── DATASET CONTENT ──
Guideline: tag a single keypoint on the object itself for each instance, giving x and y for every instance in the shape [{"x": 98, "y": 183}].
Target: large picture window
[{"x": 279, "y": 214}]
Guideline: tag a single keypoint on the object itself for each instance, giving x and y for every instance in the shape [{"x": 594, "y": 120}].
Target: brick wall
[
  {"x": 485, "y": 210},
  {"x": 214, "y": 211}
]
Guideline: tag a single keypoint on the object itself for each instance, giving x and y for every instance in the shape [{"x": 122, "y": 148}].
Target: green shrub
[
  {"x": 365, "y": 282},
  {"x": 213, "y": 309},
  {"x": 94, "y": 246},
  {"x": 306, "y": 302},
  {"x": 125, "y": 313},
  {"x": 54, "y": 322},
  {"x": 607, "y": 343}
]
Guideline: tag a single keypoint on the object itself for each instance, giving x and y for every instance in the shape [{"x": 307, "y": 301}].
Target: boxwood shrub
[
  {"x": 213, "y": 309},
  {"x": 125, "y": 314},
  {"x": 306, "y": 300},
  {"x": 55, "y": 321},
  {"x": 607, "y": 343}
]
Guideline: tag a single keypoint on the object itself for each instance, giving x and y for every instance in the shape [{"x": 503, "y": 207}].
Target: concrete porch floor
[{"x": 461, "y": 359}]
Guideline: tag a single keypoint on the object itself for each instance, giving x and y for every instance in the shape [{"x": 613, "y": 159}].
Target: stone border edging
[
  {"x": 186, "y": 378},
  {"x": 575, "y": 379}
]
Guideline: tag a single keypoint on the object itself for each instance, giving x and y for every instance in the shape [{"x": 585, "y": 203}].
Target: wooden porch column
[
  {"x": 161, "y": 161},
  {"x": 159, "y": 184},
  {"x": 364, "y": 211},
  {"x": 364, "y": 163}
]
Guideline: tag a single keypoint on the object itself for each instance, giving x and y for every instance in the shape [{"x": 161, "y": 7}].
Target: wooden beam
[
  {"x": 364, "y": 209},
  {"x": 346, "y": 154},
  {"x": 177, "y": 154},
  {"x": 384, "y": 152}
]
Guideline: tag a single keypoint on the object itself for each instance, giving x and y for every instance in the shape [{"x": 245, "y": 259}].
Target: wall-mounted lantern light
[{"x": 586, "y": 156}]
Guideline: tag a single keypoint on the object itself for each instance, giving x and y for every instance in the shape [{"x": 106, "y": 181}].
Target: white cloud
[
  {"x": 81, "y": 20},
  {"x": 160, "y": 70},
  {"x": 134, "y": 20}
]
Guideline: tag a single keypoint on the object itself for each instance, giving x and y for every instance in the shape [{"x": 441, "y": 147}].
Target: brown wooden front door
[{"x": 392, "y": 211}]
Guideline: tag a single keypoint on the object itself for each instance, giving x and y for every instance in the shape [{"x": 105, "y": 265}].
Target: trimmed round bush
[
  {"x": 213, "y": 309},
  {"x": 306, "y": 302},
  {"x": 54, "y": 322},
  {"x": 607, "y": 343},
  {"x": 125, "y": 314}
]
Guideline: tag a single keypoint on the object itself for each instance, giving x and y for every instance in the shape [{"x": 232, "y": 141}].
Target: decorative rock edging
───
◆ EXERCISE AIM:
Retype every entry without changing anything.

◆ ANSWER:
Guideline: tag a single keypoint on the object itself for each instance, giving x and y for every instance in the shape [{"x": 98, "y": 183}].
Target: large picture window
[{"x": 279, "y": 214}]
Guideline: tag a single keypoint on the object itself for each instance, giving x and y for every instance in the shape [{"x": 594, "y": 120}].
Target: brick wall
[
  {"x": 485, "y": 210},
  {"x": 214, "y": 211}
]
Guideline: tag a single keypoint on the object itself for each instance, giving x and y for every instance in the shape [{"x": 122, "y": 148}].
Target: green shrub
[
  {"x": 365, "y": 282},
  {"x": 213, "y": 309},
  {"x": 94, "y": 246},
  {"x": 306, "y": 302},
  {"x": 125, "y": 313},
  {"x": 54, "y": 322},
  {"x": 607, "y": 343}
]
Guideline: tag a single keypoint on the object itself for each instance, giving x and y for every instance in the shape [{"x": 307, "y": 301}].
Target: boxwood shrub
[
  {"x": 213, "y": 309},
  {"x": 125, "y": 314},
  {"x": 306, "y": 300},
  {"x": 55, "y": 321},
  {"x": 607, "y": 343}
]
Guideline: tag a single keypoint on the object itself for each instance, giving x and y for every instance in the shape [{"x": 503, "y": 207}].
Target: concrete porch floor
[{"x": 461, "y": 359}]
Guideline: tag a single keypoint on the object itself for each instance, giving x and y for every instance in the shape [{"x": 613, "y": 159}].
Target: stone border edging
[
  {"x": 186, "y": 378},
  {"x": 575, "y": 379}
]
Guideline: tag a single keypoint on the object itself for each instance, giving x and y for every instance in the shape [{"x": 585, "y": 203}].
Target: wooden porch column
[
  {"x": 161, "y": 161},
  {"x": 159, "y": 184},
  {"x": 364, "y": 211},
  {"x": 364, "y": 163}
]
Guideline: tag a single keypoint on the object itself for each instance, giving x and y for every instance in the shape [{"x": 161, "y": 7}].
Target: wooden beam
[
  {"x": 364, "y": 209},
  {"x": 346, "y": 154},
  {"x": 177, "y": 154},
  {"x": 384, "y": 152}
]
Guideline: tag a single keypoint on the object itself for each instance, giving x and y for every instance in the shape [{"x": 245, "y": 259}].
Target: wall-mounted lantern light
[{"x": 586, "y": 156}]
Guideline: tag a single keypoint on the object itself for each instance, giving x and y for every instance in the shape [{"x": 106, "y": 181}].
Target: white cloud
[
  {"x": 81, "y": 20},
  {"x": 160, "y": 70},
  {"x": 134, "y": 20}
]
Guideline: tag a single keypoint on the object itself for each instance, giving x and y for every instance in the shape [{"x": 441, "y": 147}].
Target: brown wooden front door
[{"x": 392, "y": 211}]
Guideline: tag a single keypoint on the object itself for each instance, giving x and y for every instance in the shape [{"x": 105, "y": 265}].
Target: trimmed round bush
[
  {"x": 213, "y": 309},
  {"x": 306, "y": 302},
  {"x": 54, "y": 322},
  {"x": 607, "y": 343},
  {"x": 125, "y": 314}
]
Guideline: tag a single keypoint on the object itself for each instance, giving x and y for every instance in the shape [{"x": 232, "y": 141}].
Target: decorative rock edging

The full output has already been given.